- _TEXT EXCERPT_
-------------------------

For Northern blotting, the purified RNA (5–10 μg) was mixed with 2x RNA loading dye (1,6x MOPS buffer, 7% formaldehyde, 65% formamide, 50 μg mL−1 ethidium bromide, 0.025% bromophenol blue), denatured for 10 min at 65°C and then resolved on formaldehyde agarose gel. The RNA was afterwards blotted onto Nylon membranes (Amersham Hybond-N+, GE Healthcare, RPN203B) with 10x saline-sodium citrate buffer (SSC) by capillary transfer overnight. The RNA was then cross-linked to positively charged membranes using a UV-crosslinker (Stratagene UV Stratalinker 2400, 2 × 240 mJoules) and stained with methylene blue (SERVA) for 10 min. The northern blots were pre-hybridized in hybridization solution for 1 h at 65°C and then hybridized in the same solution with the appropriate (α-32P) dCTP radioactively labelled DNA probes from CAT and tubulin genes for overnight at 65°C. Labelling the DNA probes was done with Prime-IT RmT Random Primer Labelling Kit, Stratagene. The following day, the blot was washed twice for 10 min at room temperature with wash solution 1 (2x SSC, 0.1% SDS), twice for 10 min with wash solution 2 (1x SSC buffer, 0.1% SDS) and twice for 10 min at 65°C with wash solution 3 (0.1x SSC, 0.1% SDS). For spliced leader detection, a 39-mer oligonucleotide complementary to the spliced leader was labelled with [γ32P]-ATP using T4 polynucleotide kinase (NEB) and incubated with the membrane overnight at 42°C (Manful et al., Reference Manful, Fadda and Clayton2011; Fadda et al., Reference Fadda, Färber, Droll and Clayton2013). Afterwards, the blots were exposed to autoradiography films and the signals were detected with the phosphorimager (Fuji, FLA7000). The images were processed and quantified using ImageJ.
RNA sequencing and data analysis
RNA sequencing was done at the Cell Networks Deep Sequencing Core Facility at the University of Heidelberg. NEB Next Ultra RNA Library Prep Kit for Illumina (New England BioLabs Inc.) was used for library preparation. The libraries were multiplexed (6 samples per lane) and sequenced with a NextSeq 550 system, generating 75 bp single-end sequencing reads. This was done using a custom pipeline (Leiss et al., Reference Leiss, Merce, Muchunga and Clayton2016) that incorporated the following steps. Before analysis, the quality of the raw sequencing data was checked using FastQC (http://www.bioinformatics.babraham.ac.uk/projects/fastqc). Cutadapt (Martin, Reference Martin2011) was used to remove sequencing primers, poly(A) tails and spliced leaders. After primer removal, the sequencing data were aligned to T. brucei 927 reference genome using Bowtie2 (Langmead and Salzberg, Reference Langmead and Salzberg2012), allowing 1 alignment per read, then sorted and indexed using SAM tools (Li et al., Reference Li, Handsaker, Wysoker, Fennell, Ruan, Homer, Marth, Abecasis and Durbin2009). Reads aligning to open reading frames, annotated 3′-untranslated regions and functional non-coding RNAs were counted. The alignment and counting were then repeated with Lister 427 genome (2018 assembly) (Müller et al., Reference Müller, Cosentino, Förstner, Guizetti, Wedel, Kaplan, Janzen, Arampatzi, Vogel, Steinbiss, Otto, Saliba, Sebra and Siegel2018). For comparative and enrichment analyses, we used a list of unique genes modified from Siegel et al. (Reference Siegel, Hekstra, Wang, Dewell and Cross2010) in order to avoid giving excessive weight to repeated genes and multigene families. For the RIP-Seq, the reads per million were counted and the ratios of eluate vs unbound were calculated. An mRNA was considered as ‘bound mRNA’ if the lowest ratio was at least 3. The motif enrichment search was done using MEME with default settings (Bailey, Reference Bailey2011). Annotated 3′-UTRs were downloaded from TritrypDB. Analysis of differentially expressed genes after ZC3H28 RNAi was done in R using the DESeqUI (Leiss and Clayton, Reference Leiss and Clayton2016), a customized version of DESeq2 package (Love et al., Reference Love, Huber and Anders2014) adapted for trypanosome transcriptomes. Statistical analyses were done using R and Microsoft Excel.

-------------------------

- _WHAT YOU NEED TO DO_
(1) From the RNA methods text, list every component of the 2x RNA loading dye used for Northern blotting.
(2) Carry on the RNA methods text after its last sentence.
The material that comes next has no connection to the RNA methods text.

-------------------------

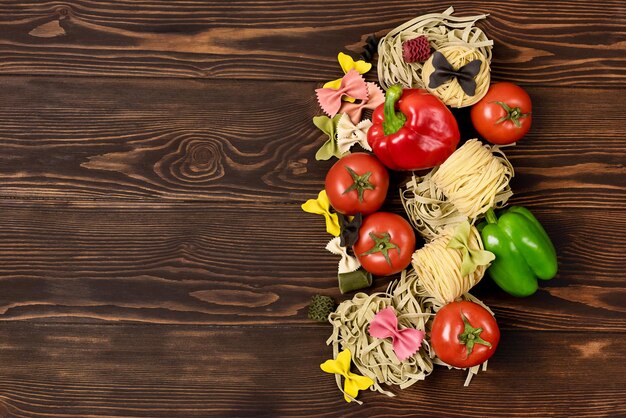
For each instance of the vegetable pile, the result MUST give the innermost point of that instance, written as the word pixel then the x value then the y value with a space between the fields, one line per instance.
pixel 427 316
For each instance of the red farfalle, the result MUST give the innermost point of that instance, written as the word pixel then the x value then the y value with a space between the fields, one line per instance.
pixel 416 49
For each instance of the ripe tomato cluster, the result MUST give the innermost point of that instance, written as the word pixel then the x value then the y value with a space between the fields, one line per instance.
pixel 358 183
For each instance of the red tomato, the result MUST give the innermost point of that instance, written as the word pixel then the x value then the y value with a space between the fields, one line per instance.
pixel 503 116
pixel 386 243
pixel 357 183
pixel 464 334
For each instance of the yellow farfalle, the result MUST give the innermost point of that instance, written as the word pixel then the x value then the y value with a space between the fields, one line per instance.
pixel 347 63
pixel 321 206
pixel 353 382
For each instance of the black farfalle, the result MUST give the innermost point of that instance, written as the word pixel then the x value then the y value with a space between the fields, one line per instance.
pixel 370 49
pixel 444 72
pixel 350 229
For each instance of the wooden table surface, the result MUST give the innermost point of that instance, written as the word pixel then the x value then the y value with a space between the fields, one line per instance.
pixel 154 260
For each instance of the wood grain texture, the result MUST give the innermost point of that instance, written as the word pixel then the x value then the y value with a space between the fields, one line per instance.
pixel 154 260
pixel 161 371
pixel 254 264
pixel 558 43
pixel 72 138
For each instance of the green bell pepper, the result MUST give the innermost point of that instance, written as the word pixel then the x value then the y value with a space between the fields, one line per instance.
pixel 522 248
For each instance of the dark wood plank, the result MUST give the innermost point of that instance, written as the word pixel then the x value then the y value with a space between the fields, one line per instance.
pixel 253 264
pixel 223 141
pixel 558 43
pixel 160 371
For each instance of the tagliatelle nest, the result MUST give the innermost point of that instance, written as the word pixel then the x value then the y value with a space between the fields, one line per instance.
pixel 442 30
pixel 439 267
pixel 374 357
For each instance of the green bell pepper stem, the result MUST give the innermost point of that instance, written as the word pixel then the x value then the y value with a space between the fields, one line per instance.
pixel 491 217
pixel 393 120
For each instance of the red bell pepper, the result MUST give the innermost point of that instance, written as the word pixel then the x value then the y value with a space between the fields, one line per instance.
pixel 422 134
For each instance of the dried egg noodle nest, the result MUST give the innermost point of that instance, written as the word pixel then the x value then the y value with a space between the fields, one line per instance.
pixel 374 357
pixel 439 267
pixel 473 179
pixel 451 92
pixel 442 30
pixel 411 283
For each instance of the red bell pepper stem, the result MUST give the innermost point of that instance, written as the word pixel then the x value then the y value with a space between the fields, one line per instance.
pixel 393 120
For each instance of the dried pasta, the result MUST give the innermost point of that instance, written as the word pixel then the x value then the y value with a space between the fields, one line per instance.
pixel 451 92
pixel 442 30
pixel 473 179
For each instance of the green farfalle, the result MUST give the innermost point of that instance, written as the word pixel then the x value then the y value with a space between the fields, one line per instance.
pixel 471 257
pixel 329 127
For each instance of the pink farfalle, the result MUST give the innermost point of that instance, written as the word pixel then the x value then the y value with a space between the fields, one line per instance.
pixel 405 342
pixel 352 85
pixel 376 97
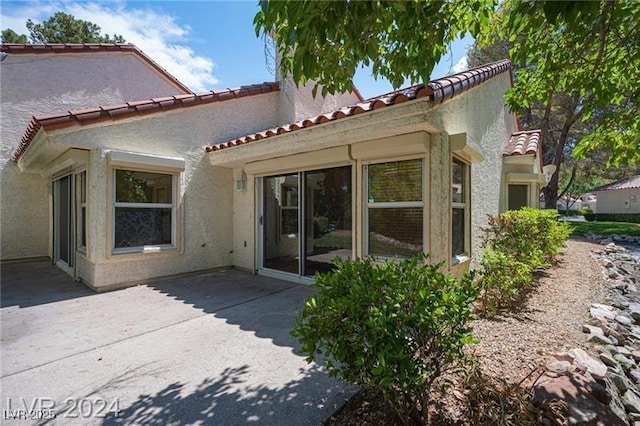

-------------------------

- _TASK RESULTS_
(1) MOPS buffer, formaldehyde, formamide, ethidium bromide, bromophenol blue

(2)
Yeast two-hybrid assays
The Matchmaker Yeast two-hybrid system (Clontech) was used to test direct protein-protein interactions according to the manufacturer's instructions. The coding sequence of ZC3H28 was PCR-amplified from genomic DNA and cloned into pGBKT7 and pGADT7 plasmids. The prey and the bait plasmids of ZC3H28 as well as those of the MKT1 complex proteins were co-transformed pairwise into AH109 yeast strains. Selection was done initially on double drop-out plates (i.e. SD medium lacking Tryptophan and Leucine) to check the expression of both bait and prey. The growth was then checked on quadruple drop-out plates (i.e. lacking Tryptophan, Leucin, Histidine and Adenine) that indicate positive interactions. The interaction between p53 and SV40 large T-antigen and the combination of LaminC and SV40 large T-antigen served as positive and negative controls, respectively.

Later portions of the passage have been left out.